* Problem details
List every line of the records that contains the word "lawn", matching case exactly.

(Image entries for named regions)
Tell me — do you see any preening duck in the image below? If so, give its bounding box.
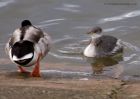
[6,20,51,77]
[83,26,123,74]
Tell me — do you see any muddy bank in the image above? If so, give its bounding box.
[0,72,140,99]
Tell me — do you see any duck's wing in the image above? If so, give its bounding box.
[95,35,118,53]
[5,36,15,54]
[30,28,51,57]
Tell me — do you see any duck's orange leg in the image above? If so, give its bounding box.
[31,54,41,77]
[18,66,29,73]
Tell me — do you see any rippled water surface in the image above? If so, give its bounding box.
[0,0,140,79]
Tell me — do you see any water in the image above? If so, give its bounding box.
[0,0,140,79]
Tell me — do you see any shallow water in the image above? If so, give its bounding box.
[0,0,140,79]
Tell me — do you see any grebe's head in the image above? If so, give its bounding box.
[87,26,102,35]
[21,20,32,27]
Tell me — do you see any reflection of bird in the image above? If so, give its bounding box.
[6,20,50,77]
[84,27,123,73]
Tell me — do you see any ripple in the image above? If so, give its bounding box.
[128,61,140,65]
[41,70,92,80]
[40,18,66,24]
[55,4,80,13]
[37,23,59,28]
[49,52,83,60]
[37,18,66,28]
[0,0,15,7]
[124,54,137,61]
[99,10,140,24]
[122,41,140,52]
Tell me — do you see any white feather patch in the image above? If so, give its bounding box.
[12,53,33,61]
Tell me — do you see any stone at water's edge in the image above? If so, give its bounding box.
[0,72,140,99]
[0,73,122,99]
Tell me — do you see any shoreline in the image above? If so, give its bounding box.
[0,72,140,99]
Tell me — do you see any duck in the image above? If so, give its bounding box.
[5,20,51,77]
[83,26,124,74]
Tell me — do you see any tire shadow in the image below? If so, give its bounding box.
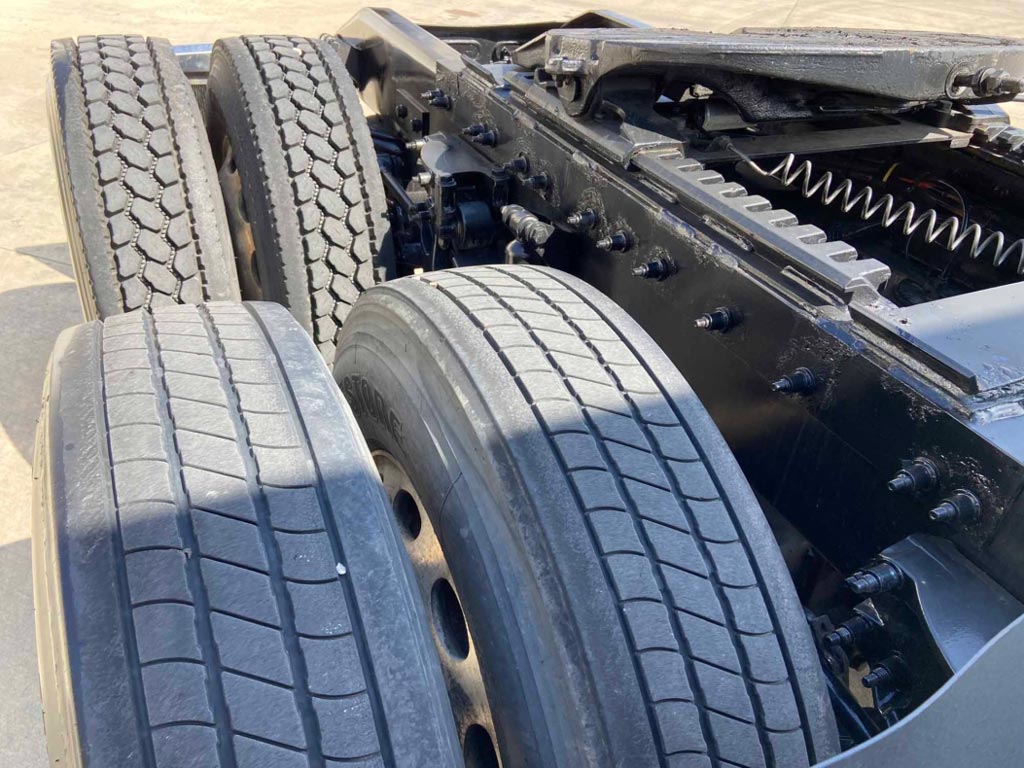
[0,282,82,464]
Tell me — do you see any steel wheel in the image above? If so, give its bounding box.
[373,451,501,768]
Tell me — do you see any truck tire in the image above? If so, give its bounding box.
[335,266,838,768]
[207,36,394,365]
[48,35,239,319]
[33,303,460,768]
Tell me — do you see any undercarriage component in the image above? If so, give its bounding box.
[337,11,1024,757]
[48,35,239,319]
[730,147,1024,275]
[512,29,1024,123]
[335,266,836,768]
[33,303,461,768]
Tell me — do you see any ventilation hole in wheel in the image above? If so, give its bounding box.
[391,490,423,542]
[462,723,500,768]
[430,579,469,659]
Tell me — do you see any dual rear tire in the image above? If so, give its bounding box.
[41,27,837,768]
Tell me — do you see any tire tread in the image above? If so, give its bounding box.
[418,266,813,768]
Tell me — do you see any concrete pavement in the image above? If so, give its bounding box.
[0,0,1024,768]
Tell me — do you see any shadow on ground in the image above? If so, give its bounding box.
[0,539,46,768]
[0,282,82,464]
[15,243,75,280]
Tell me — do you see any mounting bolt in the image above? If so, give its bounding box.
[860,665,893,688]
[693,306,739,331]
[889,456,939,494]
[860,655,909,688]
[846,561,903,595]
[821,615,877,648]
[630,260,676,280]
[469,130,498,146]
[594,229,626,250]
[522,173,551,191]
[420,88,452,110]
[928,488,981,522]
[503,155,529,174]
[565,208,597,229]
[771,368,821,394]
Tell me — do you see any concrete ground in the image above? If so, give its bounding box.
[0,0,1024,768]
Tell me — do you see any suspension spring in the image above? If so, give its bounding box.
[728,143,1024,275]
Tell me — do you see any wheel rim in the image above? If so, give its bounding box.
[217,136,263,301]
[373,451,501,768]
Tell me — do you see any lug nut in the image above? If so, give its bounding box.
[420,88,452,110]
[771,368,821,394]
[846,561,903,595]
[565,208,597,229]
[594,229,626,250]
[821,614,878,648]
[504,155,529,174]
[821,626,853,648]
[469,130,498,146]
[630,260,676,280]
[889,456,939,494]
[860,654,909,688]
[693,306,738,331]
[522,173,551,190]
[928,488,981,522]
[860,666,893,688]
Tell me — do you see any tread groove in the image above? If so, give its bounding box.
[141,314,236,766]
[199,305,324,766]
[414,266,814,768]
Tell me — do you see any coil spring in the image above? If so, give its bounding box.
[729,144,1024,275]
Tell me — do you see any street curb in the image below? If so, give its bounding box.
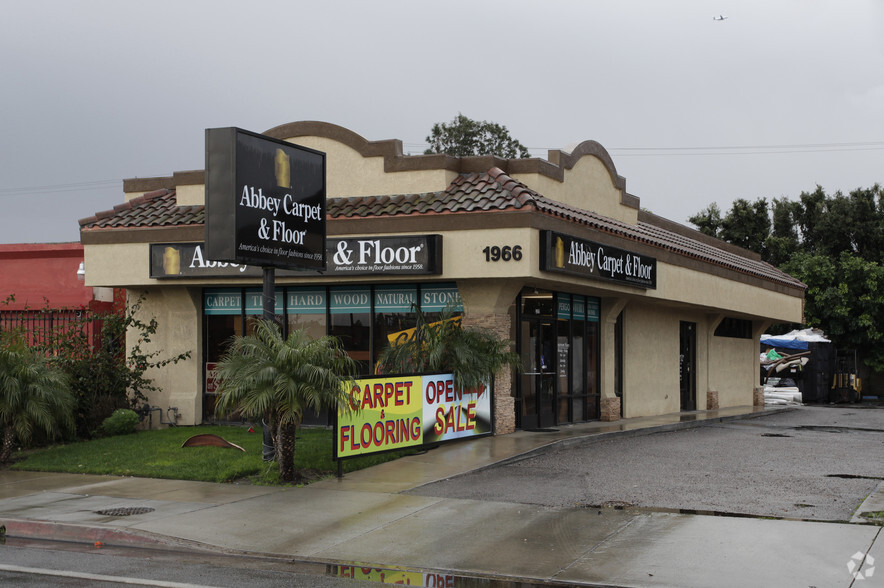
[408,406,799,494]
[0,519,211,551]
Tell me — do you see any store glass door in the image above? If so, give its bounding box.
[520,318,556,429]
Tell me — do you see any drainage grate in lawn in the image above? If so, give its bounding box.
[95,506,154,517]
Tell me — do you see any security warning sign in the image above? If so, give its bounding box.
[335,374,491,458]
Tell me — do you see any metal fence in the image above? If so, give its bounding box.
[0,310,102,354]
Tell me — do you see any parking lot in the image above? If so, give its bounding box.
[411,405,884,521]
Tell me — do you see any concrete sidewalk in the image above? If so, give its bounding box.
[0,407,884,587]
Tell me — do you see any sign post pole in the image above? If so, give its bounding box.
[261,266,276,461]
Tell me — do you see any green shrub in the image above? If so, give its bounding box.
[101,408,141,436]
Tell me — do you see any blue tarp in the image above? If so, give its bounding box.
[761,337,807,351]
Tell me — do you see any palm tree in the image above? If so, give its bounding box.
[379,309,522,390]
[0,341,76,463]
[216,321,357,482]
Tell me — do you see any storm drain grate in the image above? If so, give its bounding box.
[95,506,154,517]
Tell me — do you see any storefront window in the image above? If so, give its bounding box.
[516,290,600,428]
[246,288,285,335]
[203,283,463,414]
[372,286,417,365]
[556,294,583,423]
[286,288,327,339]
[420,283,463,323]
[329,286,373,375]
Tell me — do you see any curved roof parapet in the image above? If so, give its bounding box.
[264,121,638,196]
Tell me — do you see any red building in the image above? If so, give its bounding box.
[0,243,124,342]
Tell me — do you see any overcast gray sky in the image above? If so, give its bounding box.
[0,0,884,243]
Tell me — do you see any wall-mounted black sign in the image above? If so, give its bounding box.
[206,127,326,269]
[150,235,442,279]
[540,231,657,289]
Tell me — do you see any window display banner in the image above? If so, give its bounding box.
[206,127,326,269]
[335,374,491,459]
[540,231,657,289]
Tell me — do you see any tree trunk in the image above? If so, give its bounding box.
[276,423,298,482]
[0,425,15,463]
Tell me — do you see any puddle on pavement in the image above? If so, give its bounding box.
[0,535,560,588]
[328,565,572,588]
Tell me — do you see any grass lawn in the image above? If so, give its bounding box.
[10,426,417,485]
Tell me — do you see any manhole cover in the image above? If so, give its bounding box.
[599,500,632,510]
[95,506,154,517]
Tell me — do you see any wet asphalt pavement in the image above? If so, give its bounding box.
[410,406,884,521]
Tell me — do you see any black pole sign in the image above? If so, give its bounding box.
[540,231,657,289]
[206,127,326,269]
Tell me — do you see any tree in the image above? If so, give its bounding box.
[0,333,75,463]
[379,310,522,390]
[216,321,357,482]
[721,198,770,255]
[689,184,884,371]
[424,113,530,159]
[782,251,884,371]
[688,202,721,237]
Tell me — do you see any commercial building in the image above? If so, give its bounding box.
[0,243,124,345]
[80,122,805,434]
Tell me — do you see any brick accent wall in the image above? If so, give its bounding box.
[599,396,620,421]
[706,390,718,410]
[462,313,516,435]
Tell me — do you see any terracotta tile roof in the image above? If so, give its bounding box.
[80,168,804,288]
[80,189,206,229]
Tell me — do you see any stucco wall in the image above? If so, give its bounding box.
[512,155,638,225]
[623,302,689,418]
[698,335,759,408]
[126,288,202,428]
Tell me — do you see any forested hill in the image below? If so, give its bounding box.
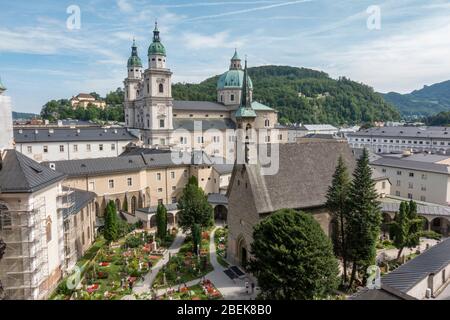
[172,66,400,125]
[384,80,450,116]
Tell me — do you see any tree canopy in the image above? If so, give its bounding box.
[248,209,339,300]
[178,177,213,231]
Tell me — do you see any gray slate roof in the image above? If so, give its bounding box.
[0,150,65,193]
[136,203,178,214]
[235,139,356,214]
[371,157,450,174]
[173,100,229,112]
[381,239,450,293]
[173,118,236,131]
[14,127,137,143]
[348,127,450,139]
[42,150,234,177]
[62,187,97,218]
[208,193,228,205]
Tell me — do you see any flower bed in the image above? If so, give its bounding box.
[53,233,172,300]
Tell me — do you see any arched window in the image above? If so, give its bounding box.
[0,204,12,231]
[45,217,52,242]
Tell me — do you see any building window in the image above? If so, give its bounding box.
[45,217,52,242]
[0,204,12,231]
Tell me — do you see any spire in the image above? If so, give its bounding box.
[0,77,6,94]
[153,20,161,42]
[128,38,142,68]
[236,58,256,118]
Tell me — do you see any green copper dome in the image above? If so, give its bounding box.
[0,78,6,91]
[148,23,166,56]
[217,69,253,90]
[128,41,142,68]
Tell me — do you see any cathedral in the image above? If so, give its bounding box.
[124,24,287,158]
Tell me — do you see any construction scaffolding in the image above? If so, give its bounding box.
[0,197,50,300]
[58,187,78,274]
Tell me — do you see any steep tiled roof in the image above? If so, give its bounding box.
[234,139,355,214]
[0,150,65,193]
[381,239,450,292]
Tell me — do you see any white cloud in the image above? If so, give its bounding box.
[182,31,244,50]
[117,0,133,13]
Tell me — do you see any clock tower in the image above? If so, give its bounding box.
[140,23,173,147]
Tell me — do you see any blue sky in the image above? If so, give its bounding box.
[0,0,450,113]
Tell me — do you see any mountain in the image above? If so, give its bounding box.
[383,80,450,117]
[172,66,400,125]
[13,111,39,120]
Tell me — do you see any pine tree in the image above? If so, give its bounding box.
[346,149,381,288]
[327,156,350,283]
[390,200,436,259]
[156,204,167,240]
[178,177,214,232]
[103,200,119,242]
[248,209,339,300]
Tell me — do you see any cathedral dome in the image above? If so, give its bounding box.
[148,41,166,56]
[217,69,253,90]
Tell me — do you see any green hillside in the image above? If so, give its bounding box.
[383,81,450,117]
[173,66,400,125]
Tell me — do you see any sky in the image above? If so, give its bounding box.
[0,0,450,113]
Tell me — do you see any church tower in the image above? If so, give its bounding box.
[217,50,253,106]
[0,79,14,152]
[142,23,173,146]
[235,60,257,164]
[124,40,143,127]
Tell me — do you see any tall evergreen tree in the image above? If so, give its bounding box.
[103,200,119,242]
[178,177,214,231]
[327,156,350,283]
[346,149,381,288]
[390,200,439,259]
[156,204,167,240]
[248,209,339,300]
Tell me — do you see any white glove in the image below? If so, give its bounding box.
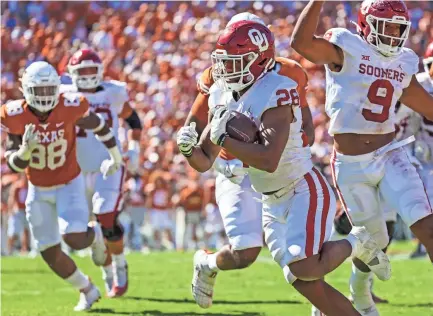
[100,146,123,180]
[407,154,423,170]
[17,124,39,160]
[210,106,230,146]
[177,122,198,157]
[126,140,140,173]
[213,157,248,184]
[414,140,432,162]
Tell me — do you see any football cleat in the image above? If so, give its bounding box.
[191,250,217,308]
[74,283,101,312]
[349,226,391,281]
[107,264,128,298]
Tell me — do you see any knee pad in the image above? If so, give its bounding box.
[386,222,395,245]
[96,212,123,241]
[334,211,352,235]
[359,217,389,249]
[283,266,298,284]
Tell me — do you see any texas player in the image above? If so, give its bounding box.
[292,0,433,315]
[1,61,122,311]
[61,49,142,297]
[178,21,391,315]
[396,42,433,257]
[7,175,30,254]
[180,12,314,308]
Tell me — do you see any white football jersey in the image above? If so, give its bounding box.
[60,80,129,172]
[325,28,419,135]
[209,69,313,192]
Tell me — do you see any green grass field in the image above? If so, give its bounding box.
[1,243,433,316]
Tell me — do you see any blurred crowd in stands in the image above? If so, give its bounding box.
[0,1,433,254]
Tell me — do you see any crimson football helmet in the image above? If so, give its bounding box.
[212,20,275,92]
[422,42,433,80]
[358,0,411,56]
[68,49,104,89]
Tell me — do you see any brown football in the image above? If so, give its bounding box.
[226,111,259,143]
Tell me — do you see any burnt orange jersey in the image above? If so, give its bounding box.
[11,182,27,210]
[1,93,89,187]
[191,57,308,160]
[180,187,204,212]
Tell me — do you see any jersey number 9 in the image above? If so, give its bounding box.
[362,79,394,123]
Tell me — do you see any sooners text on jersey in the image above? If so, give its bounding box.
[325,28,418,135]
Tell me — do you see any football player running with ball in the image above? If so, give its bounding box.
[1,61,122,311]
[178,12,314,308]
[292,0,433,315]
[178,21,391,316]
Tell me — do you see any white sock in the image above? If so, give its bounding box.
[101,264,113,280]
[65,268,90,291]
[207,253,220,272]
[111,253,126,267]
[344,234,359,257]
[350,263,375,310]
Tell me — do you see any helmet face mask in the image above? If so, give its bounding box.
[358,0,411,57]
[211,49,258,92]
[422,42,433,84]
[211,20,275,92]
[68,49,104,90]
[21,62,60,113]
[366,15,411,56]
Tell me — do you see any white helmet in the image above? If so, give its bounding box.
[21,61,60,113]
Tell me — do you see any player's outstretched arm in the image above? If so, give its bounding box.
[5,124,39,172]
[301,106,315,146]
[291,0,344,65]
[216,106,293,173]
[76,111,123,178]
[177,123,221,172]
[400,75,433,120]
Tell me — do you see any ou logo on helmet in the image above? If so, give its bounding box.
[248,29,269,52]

* Correct output
Tell me — do you see any drainage grate in lawn in the image above? If so, give its bounding box.
Tell me — do you see any grass lawn in the image above? If so, give its bounding box.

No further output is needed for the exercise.